# [TASK PROMPT]
Nothing but the exact lines from the one containing "In this exercise you will find the man's hand" through the last line of the records below belongs in your answer.

Point-per-instance localization data:
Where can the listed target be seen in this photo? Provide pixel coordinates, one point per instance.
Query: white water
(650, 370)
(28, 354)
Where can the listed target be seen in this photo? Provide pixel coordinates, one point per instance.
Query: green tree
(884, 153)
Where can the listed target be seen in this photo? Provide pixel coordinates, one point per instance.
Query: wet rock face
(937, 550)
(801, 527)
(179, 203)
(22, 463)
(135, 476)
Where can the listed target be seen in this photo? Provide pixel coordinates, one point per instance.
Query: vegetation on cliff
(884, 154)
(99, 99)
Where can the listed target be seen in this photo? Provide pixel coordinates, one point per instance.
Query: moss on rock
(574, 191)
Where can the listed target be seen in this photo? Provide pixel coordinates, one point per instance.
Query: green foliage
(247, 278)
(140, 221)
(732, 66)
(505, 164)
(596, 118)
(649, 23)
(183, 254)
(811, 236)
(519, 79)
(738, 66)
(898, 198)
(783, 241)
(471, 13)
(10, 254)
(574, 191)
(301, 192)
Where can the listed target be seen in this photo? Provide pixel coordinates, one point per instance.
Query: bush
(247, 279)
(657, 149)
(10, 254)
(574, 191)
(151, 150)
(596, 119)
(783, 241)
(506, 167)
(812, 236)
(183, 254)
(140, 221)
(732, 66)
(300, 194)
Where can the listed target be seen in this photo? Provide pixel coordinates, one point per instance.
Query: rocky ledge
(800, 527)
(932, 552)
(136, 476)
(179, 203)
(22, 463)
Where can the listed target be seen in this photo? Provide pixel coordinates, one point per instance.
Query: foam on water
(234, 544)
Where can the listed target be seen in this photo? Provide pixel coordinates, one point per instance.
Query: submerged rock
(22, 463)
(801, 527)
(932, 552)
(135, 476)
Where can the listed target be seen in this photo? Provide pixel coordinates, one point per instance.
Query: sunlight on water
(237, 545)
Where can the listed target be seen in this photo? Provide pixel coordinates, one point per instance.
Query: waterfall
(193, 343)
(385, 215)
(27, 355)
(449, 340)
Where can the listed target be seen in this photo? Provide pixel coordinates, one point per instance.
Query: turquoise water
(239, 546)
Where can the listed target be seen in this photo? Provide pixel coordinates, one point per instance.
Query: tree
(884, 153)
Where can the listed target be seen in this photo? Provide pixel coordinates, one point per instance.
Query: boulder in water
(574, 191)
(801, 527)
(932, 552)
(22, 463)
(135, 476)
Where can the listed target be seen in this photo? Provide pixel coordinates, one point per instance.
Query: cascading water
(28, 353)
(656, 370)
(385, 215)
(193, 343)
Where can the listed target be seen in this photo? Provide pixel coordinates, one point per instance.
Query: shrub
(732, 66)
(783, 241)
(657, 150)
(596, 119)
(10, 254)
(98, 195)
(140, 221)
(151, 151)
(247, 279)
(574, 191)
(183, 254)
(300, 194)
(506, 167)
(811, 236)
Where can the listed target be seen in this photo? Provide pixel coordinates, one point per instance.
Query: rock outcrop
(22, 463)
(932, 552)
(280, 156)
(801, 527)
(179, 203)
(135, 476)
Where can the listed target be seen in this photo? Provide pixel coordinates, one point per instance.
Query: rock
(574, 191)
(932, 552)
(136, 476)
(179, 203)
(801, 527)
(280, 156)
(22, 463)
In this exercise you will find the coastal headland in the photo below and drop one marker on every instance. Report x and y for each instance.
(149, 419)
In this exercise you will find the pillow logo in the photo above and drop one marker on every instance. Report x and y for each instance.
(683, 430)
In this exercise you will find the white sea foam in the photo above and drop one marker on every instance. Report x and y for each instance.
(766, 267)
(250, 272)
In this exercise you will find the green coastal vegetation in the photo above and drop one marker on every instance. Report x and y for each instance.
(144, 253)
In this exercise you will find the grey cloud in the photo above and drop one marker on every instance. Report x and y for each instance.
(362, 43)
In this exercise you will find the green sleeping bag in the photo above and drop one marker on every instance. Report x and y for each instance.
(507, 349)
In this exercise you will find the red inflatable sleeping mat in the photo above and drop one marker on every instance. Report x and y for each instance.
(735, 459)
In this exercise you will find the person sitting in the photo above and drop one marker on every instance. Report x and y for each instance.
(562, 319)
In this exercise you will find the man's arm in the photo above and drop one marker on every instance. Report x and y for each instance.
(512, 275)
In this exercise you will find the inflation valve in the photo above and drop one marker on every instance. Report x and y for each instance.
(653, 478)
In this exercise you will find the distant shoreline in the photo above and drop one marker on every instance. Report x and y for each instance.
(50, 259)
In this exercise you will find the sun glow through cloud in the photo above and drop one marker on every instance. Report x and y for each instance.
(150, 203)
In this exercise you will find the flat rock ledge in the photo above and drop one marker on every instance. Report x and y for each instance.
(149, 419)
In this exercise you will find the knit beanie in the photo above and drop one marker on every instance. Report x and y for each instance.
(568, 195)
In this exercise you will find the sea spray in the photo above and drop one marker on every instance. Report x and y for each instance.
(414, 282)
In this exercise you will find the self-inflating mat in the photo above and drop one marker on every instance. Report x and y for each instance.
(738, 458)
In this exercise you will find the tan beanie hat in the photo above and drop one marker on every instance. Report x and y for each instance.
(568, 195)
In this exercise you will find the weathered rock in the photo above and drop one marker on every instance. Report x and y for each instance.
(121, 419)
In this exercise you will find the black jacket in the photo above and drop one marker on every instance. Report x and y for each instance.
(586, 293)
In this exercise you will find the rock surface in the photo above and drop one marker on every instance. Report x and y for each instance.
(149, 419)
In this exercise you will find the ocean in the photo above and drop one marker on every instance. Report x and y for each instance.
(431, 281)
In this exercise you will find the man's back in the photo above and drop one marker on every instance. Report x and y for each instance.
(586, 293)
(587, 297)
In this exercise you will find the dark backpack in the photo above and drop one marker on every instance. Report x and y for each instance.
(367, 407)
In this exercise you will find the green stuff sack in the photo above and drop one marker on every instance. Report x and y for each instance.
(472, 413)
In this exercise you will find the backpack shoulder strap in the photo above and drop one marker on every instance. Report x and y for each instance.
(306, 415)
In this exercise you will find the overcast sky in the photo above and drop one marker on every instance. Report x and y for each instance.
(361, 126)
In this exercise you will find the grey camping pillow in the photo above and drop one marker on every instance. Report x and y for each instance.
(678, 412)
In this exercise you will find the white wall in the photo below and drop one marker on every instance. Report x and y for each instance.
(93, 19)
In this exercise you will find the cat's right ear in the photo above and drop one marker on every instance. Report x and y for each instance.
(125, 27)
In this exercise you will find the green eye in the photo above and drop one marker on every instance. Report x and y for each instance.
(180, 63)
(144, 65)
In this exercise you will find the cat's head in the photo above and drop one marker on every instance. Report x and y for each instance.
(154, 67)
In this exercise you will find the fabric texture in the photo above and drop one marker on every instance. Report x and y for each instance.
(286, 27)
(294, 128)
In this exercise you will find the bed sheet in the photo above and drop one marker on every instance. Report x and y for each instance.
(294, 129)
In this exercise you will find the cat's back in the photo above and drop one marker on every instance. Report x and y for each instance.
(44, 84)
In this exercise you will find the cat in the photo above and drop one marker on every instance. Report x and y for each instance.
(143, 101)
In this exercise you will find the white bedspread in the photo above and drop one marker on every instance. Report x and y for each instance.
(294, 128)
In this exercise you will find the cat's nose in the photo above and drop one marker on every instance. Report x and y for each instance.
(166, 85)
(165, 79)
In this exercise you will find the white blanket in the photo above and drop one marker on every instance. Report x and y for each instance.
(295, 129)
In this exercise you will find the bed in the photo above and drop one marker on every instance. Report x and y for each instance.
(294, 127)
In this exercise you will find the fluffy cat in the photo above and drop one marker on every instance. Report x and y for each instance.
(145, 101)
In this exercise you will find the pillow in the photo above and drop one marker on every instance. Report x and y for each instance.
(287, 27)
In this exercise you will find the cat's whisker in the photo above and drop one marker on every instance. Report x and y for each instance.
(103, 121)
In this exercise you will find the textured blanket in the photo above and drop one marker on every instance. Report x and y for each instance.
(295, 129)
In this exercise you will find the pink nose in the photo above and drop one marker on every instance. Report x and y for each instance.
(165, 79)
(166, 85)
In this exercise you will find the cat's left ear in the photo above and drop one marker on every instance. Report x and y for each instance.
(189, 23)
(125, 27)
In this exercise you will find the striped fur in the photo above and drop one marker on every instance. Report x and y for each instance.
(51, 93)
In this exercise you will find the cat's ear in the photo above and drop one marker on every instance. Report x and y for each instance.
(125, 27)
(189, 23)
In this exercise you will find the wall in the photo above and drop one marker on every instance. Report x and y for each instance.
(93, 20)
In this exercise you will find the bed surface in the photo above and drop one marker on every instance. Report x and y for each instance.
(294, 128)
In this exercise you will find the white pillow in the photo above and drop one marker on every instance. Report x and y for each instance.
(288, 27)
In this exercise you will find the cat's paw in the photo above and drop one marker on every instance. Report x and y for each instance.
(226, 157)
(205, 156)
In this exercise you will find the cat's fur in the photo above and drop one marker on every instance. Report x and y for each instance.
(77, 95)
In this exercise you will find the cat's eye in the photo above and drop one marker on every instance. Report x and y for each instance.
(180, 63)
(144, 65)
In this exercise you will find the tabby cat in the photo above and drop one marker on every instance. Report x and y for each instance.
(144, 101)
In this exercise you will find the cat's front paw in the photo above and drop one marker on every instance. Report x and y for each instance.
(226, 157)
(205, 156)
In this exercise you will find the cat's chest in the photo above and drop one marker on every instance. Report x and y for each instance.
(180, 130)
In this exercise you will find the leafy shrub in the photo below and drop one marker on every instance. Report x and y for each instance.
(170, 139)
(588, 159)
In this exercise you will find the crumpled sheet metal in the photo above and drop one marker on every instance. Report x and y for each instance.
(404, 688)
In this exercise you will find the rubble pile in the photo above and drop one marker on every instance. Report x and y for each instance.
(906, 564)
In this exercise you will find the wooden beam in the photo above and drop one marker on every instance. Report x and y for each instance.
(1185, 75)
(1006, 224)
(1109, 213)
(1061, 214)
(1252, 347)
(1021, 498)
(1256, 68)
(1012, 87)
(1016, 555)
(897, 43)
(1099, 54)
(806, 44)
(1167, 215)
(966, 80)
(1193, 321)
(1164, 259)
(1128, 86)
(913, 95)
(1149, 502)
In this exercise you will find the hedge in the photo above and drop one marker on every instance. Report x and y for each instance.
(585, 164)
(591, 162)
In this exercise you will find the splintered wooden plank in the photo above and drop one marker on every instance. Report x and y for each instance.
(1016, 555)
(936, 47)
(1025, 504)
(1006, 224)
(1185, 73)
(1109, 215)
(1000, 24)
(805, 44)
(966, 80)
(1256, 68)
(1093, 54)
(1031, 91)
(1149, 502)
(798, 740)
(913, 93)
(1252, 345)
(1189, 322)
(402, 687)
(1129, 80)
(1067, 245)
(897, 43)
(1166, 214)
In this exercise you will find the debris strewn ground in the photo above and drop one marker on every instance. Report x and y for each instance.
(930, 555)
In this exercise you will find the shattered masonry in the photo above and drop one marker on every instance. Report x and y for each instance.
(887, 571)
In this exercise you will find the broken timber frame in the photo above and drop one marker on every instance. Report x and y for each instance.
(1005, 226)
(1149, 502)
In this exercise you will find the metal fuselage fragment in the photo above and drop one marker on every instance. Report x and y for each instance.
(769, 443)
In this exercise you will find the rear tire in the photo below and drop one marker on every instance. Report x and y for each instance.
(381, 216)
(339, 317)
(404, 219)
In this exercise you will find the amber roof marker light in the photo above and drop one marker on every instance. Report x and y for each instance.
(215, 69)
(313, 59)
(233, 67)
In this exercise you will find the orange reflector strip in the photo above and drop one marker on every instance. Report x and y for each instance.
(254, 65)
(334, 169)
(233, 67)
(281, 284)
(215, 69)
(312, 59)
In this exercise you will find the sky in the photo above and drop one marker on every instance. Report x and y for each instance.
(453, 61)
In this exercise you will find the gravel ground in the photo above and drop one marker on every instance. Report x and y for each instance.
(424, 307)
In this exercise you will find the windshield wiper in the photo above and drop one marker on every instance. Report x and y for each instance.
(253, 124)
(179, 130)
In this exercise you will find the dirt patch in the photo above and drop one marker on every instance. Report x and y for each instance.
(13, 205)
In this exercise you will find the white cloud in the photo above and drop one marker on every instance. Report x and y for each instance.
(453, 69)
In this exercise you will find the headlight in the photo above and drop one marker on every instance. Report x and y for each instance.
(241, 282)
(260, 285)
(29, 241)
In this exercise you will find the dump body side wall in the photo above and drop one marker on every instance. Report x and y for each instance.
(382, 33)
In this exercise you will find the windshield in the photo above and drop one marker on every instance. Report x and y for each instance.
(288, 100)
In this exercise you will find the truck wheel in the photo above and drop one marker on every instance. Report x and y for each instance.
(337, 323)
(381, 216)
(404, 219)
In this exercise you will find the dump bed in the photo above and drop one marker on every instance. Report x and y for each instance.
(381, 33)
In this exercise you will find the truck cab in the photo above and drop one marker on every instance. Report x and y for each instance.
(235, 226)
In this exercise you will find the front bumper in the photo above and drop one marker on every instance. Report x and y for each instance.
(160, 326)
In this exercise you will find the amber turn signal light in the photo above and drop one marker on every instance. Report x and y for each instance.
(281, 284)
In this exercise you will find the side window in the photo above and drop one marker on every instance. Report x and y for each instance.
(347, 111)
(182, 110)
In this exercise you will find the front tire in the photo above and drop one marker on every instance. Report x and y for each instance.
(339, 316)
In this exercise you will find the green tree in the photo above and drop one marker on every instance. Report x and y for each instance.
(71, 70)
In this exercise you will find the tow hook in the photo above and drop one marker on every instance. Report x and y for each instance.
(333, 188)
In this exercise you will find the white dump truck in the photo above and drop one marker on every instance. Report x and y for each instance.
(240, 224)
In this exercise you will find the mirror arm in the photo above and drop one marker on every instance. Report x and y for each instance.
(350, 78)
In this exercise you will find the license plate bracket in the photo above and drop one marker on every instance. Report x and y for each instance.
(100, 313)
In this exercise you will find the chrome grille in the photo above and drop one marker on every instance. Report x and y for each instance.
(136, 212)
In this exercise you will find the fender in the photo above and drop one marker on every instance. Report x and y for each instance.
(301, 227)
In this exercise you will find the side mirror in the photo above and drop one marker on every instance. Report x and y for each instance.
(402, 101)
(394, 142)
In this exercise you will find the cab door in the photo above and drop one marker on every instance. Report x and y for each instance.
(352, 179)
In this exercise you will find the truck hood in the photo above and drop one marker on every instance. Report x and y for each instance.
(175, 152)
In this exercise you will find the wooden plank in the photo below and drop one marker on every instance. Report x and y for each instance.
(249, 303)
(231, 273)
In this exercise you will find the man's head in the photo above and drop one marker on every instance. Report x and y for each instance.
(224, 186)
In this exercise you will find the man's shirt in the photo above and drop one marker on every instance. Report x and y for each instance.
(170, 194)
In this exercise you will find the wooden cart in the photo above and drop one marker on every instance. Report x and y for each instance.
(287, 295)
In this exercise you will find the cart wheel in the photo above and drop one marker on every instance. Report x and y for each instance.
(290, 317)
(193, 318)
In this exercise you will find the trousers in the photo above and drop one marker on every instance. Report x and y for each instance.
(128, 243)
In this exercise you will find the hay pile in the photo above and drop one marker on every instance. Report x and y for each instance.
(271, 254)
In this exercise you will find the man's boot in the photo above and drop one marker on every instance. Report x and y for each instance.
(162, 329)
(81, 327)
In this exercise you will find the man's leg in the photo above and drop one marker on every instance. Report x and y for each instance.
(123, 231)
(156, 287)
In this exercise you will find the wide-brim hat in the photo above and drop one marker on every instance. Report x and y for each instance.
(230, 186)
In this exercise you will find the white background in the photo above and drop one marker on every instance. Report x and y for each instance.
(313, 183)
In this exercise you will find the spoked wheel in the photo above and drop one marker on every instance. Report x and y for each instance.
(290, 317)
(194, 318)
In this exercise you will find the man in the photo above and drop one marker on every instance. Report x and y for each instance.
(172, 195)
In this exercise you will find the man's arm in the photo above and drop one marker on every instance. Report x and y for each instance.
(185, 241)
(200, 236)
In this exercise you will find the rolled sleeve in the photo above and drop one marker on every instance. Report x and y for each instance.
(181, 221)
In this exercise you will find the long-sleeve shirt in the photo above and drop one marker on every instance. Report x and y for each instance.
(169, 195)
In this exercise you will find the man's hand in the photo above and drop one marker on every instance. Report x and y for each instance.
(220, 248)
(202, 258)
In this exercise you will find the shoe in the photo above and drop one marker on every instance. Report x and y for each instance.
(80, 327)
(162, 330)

# [YOUR RESPONSE]
In this exercise you will find the man's hand in the photo above and drop one marker on every instance. Report x and y for each instance.
(220, 248)
(202, 258)
In this exercise you will find the shoe in the photo above and drop one marker on every instance. Report x and y for each instance.
(80, 327)
(162, 330)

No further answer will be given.